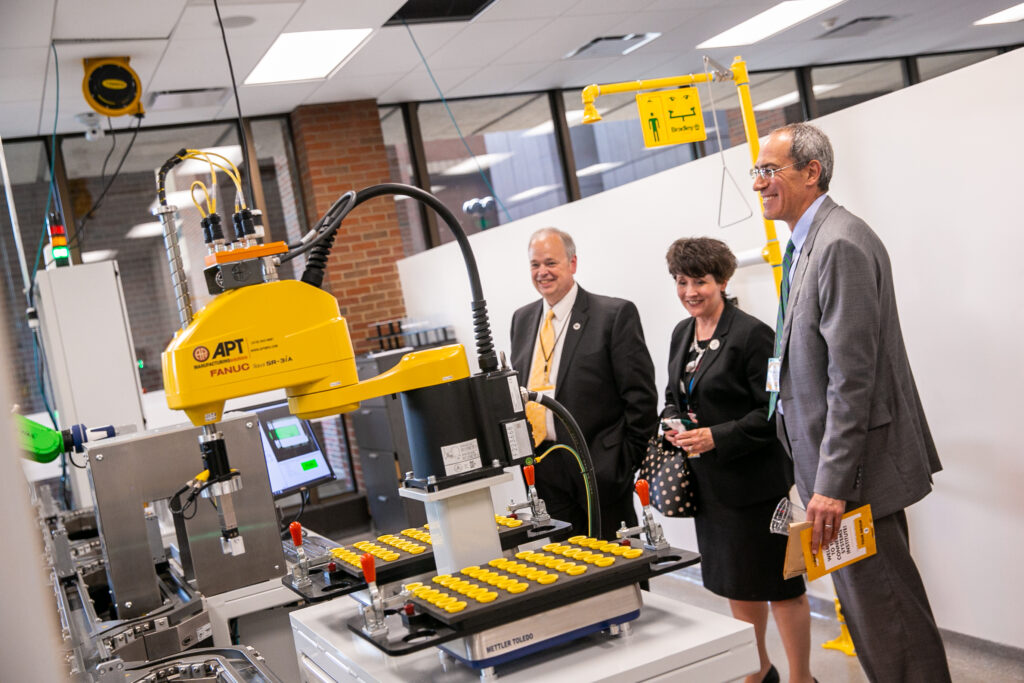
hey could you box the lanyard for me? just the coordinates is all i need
[685,333,709,395]
[539,312,571,380]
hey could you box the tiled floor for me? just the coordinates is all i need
[650,568,1024,683]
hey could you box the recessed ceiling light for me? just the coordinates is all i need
[565,33,662,59]
[974,2,1024,25]
[698,0,848,48]
[245,29,374,85]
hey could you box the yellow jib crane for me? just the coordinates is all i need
[580,55,783,296]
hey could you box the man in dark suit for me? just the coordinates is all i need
[510,228,657,540]
[755,123,950,682]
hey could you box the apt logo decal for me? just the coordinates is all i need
[193,346,210,362]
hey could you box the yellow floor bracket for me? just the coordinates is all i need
[822,598,857,656]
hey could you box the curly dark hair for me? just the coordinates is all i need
[666,237,737,284]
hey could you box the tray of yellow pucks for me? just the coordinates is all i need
[402,536,654,624]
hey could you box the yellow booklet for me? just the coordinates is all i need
[799,504,877,581]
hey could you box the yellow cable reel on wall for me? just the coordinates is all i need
[82,57,145,117]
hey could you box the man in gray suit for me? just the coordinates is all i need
[754,123,950,682]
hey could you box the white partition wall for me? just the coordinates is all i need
[398,47,1024,648]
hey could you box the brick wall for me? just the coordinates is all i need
[289,101,407,355]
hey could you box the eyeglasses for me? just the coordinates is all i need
[749,162,801,180]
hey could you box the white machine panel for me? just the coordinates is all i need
[34,260,146,506]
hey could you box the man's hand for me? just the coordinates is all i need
[806,493,846,554]
[670,427,714,456]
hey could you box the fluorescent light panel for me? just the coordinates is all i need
[698,0,847,48]
[974,3,1024,24]
[246,29,373,85]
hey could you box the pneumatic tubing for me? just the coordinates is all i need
[303,182,497,372]
[527,390,601,537]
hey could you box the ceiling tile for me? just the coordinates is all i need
[564,0,659,16]
[341,24,464,77]
[377,66,478,103]
[0,101,45,138]
[516,56,621,91]
[218,81,321,116]
[53,0,188,40]
[427,19,551,69]
[491,13,636,65]
[0,49,50,103]
[150,39,232,91]
[303,73,406,105]
[283,0,405,31]
[475,0,573,21]
[446,63,548,98]
[0,0,56,48]
[170,2,299,40]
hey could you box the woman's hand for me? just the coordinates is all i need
[674,427,714,455]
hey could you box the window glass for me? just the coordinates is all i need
[0,139,53,414]
[61,122,242,392]
[418,94,567,242]
[811,60,905,117]
[379,106,428,255]
[698,69,806,154]
[250,118,307,279]
[563,89,695,199]
[748,70,805,134]
[562,70,801,196]
[917,50,999,82]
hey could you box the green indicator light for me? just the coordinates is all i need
[137,360,144,369]
[52,246,70,259]
[271,425,301,440]
[300,459,318,471]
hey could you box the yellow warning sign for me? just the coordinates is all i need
[636,88,706,148]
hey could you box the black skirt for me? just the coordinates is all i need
[691,458,805,602]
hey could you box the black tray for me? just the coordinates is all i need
[282,519,573,601]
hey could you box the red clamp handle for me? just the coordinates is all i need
[288,521,303,547]
[635,479,650,507]
[523,464,535,487]
[361,553,376,584]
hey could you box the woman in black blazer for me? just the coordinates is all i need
[663,238,814,683]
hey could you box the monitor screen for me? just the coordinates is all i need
[248,402,335,498]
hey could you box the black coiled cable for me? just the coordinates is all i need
[301,183,498,372]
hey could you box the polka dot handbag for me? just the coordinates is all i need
[637,434,698,517]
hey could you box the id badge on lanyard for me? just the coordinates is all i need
[766,357,781,392]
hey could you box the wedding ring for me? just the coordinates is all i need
[824,524,833,529]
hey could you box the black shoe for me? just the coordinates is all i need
[761,664,780,683]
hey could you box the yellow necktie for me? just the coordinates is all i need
[526,310,555,446]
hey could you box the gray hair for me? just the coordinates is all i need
[529,227,576,261]
[773,123,834,192]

### BRIEF
What is wanted is an exact repeat of the lines from the one with "hey could you box the id" through the last line of the listing above, and no other text.

### SOLUTION FOR THIS EXERCISE
hey could you box the id badge on lanyard for me? just the coordinates is all i need
[766,357,781,392]
hey could you box the wedding ring for me? just the coordinates is all i need
[824,524,833,529]
hey could you box the black shoe for me? just the coordinates is all i need
[761,664,780,683]
hey could you box the yellow necktie for me? just the coordinates is all i need
[526,310,555,446]
hey could you box the gray hair for me? just the coordinates is all i need
[529,227,576,261]
[773,123,834,192]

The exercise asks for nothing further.